- _TASK STATEMENT_: Repeat the listing exactly, minus the pictures.

- _DATA FOR PROCESSING_:
++++
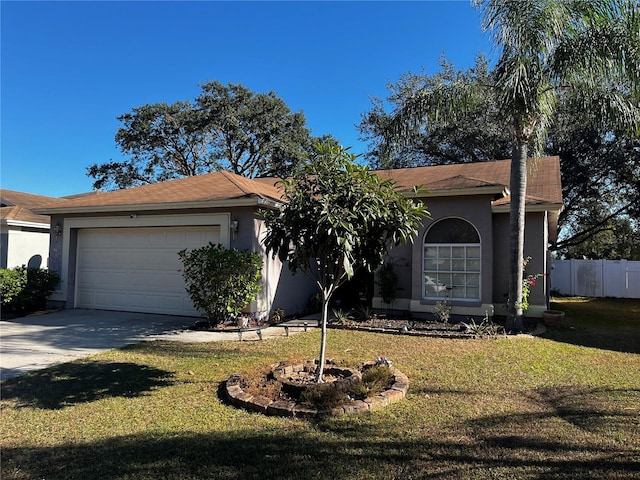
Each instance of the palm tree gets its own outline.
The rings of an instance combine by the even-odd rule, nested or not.
[[[474,0],[498,59],[488,85],[447,82],[416,92],[393,114],[390,143],[446,124],[482,102],[487,89],[512,142],[507,329],[522,330],[524,220],[529,148],[546,140],[560,95],[612,128],[640,133],[640,7],[635,0]]]

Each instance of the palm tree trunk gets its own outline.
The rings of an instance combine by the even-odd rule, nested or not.
[[[525,196],[527,191],[527,142],[518,140],[511,156],[511,204],[509,212],[509,312],[507,332],[519,333],[522,323],[522,275],[524,259]]]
++++
- _WRITTEN REPLY_:
Each instance of the palm tree gets its own outline.
The rings of an instance combine by the even-odd rule, nested or not.
[[[474,0],[498,59],[488,85],[447,82],[416,92],[393,114],[390,143],[446,124],[482,102],[487,89],[512,142],[507,329],[522,330],[524,220],[529,148],[546,140],[560,95],[612,128],[640,133],[640,7],[635,0]]]

Each instance of the palm tree trunk gets its own outline.
The rings of an instance combine by the even-odd rule, nested or not.
[[[525,196],[527,191],[527,142],[518,140],[511,156],[511,204],[509,212],[509,312],[507,332],[519,333],[522,323],[522,275],[524,259]]]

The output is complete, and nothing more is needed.